Turn every line of the items below into one numbered list, leaving out any blank lines.
═══ Input records
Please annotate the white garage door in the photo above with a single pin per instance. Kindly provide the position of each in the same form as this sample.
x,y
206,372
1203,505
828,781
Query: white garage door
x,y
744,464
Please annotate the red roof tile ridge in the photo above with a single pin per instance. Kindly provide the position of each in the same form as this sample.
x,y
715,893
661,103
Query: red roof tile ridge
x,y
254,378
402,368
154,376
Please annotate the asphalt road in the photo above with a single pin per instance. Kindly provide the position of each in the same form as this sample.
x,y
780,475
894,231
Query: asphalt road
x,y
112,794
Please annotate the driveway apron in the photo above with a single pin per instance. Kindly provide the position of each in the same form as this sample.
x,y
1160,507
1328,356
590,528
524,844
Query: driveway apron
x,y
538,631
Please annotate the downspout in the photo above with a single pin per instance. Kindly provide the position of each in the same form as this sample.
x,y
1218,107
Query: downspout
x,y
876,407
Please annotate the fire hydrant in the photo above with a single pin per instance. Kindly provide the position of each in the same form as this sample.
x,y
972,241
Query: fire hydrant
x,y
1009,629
══════
▶ _Response to the task_
1. Please annotate the white garage door in the photo above with a single pin per instance. Kindly provide the position of each in the same form as this sample.
2. x,y
3. 206,372
4. 1203,505
5. 828,781
6. Query: white garage door
7. x,y
8. 744,464
9. Please annotate the red roof tile ridge in the photo above with a single pin per instance. Kindly provide the position of each in the same form as this sample.
10. x,y
11. 715,893
12. 661,103
13. Query: red roof tile ridge
14. x,y
15. 254,378
16. 402,368
17. 154,376
18. Please annotate the asphalt road in the photo above with a single pin per instance. Kindly provide the position of each in the same form as this sample.
19. x,y
20. 780,475
21. 894,231
22. Query: asphalt road
23. x,y
24. 112,794
25. Please annotate the driveway apron in the photo above with a single pin per instance. Kindly provide the position of each in the same form as this sample.
26. x,y
27. 1160,507
28. 1328,356
29. 590,528
30. 524,844
31. Query: driveway apron
32. x,y
33. 538,631
34. Please annotate the downspout in the photo above with a single pin per instance. Kindly provide the position of each in the same form as this sample.
35. x,y
36. 1218,107
37. Query: downspout
38. x,y
39. 876,407
40. Please annotate the fire hydrant in the photo above with a single pin per instance. Kindly provide the position of each in the same form as this sample.
41. x,y
42. 972,241
43. Query: fire hydrant
44. x,y
45. 1009,629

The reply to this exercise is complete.